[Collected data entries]
╔══
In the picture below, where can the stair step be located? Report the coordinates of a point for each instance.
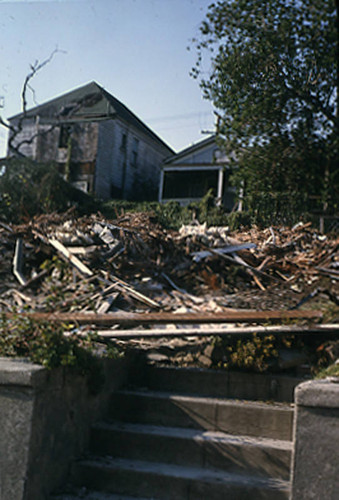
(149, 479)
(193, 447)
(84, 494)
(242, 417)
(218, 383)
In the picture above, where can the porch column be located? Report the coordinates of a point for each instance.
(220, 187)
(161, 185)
╚══
╔══
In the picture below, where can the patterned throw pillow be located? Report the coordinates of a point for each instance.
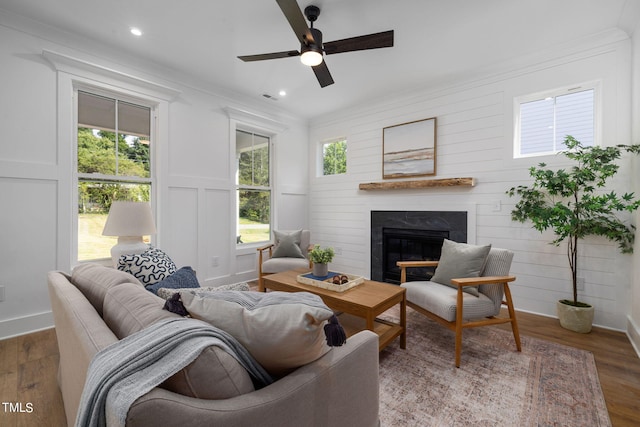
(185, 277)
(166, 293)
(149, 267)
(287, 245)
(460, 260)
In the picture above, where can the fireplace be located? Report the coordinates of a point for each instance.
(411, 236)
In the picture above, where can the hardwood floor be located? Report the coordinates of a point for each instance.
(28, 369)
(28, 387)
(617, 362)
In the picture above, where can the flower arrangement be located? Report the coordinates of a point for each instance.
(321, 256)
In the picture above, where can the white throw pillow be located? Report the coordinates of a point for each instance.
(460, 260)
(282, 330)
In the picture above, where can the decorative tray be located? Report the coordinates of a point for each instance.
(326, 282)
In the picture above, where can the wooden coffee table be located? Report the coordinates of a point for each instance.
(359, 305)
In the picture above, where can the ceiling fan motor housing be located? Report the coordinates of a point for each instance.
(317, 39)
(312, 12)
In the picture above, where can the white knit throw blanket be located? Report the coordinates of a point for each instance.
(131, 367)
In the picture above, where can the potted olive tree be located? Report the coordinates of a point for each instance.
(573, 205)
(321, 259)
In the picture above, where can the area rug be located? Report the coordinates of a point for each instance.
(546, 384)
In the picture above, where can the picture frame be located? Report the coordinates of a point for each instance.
╚══
╔══
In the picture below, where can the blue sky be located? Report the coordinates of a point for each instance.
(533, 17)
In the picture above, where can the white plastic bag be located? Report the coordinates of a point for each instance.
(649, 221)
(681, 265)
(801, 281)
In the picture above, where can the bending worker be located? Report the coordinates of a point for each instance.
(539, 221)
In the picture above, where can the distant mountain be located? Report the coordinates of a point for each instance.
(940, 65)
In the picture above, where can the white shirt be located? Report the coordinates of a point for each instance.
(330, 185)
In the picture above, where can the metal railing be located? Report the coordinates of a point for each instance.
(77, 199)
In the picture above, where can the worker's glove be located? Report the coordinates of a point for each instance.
╚══
> _AIM OF THE EXERCISE_
Going back over the entries above, copy word for word every line from the one that has "In the picture above, where can the area" on through the one that has "In the picture above, where can the picture".

> _RESULT BELOW_
In the picture above, where can the area rug be located? Report the coordinates of a point for each instance.
(546, 384)
In the picture above, where can the picture frame be located? Report the coordinates of a point for each instance.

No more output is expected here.